• RECORDS SUPPLIED:
▼▼▼
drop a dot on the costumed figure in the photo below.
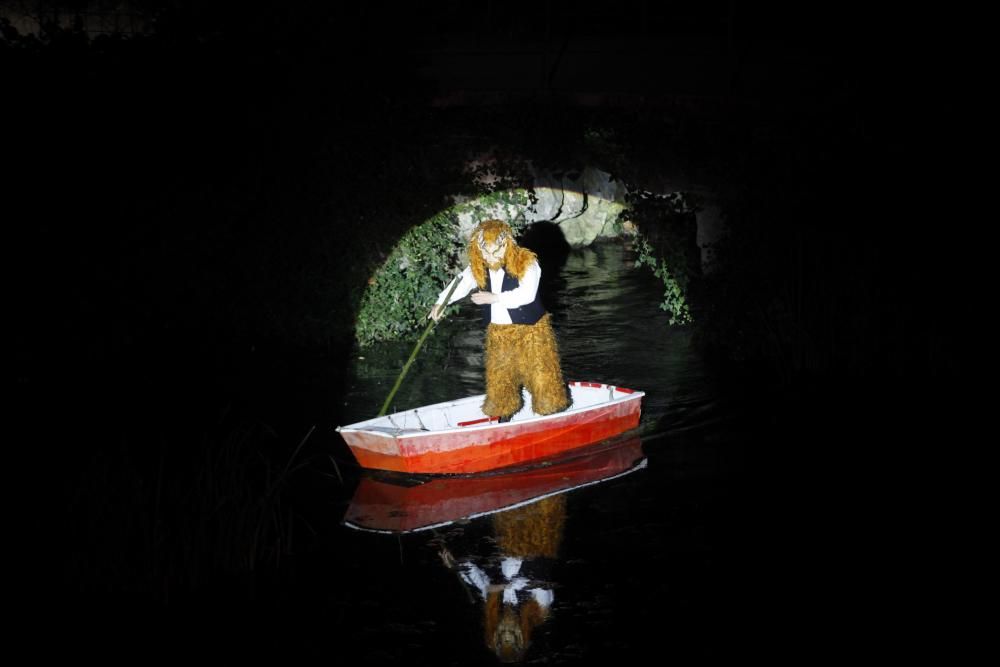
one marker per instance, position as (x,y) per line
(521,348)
▲▲▲
▼▼▼
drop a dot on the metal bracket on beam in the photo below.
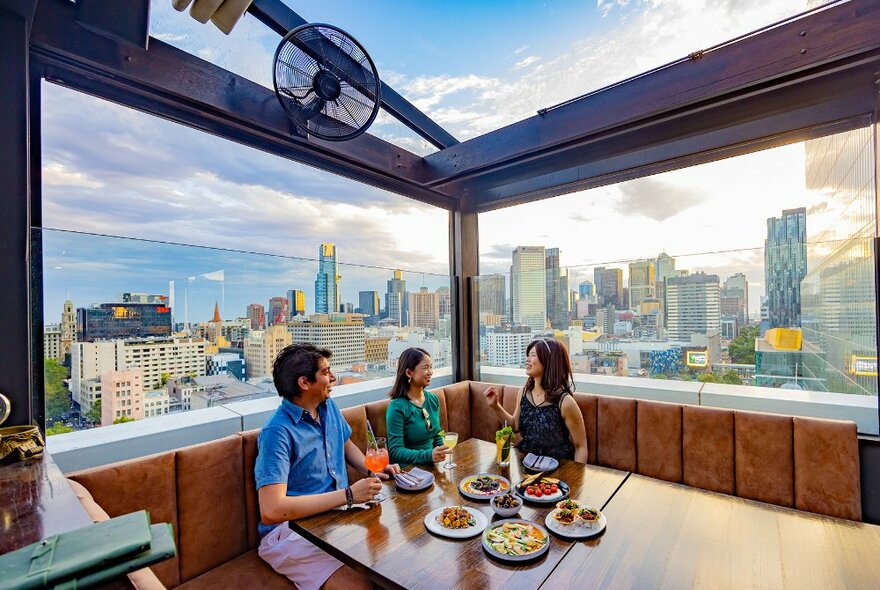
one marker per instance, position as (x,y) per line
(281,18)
▲▲▲
▼▼▼
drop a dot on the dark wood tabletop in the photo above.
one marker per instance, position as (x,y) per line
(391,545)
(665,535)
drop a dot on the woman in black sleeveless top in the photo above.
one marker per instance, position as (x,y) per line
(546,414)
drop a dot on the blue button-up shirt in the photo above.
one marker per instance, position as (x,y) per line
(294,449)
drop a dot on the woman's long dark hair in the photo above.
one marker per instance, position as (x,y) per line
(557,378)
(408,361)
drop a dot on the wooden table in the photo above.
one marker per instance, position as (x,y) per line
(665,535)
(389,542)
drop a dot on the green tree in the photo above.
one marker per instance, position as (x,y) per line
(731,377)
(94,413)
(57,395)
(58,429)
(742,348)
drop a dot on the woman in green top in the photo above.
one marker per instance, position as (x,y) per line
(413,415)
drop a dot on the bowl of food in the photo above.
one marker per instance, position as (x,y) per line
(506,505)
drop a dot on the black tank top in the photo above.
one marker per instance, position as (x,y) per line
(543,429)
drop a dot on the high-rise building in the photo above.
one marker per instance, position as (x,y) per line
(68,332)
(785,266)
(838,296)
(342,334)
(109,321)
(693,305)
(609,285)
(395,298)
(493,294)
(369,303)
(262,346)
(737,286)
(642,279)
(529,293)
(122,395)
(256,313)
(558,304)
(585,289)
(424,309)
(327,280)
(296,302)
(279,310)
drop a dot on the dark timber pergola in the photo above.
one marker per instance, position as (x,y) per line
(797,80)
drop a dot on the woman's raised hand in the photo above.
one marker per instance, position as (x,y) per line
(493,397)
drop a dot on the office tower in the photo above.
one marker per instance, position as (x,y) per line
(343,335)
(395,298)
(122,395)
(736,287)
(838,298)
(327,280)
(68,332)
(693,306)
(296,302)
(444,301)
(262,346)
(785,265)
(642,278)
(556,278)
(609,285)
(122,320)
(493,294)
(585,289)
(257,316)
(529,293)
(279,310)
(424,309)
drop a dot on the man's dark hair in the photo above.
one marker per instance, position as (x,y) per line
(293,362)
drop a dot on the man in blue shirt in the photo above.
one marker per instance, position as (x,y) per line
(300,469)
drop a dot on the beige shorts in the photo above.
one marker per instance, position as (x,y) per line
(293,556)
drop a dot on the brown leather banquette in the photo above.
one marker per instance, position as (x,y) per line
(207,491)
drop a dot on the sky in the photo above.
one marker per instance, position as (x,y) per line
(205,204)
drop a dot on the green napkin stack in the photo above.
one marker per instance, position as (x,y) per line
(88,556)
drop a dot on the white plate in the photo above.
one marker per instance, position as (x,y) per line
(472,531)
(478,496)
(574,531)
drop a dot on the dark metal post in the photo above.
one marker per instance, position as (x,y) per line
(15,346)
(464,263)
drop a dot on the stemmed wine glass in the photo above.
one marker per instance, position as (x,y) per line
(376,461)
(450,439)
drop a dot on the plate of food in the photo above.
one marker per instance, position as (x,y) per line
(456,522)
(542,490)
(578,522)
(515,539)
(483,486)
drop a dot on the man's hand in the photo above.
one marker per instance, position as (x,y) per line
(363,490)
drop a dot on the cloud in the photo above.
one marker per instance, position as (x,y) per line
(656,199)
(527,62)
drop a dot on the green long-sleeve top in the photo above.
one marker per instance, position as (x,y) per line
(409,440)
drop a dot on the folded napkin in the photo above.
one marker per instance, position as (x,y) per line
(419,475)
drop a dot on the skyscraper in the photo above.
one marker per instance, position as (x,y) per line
▲▲▲
• WORK REQUIRED: Gather every line from the entries above that contains the word "metal".

• RESULT OF THIS EXERCISE:
drop a dot on the metal bracket on beam in the photo below.
drop a dot on the dark metal post in the photo above.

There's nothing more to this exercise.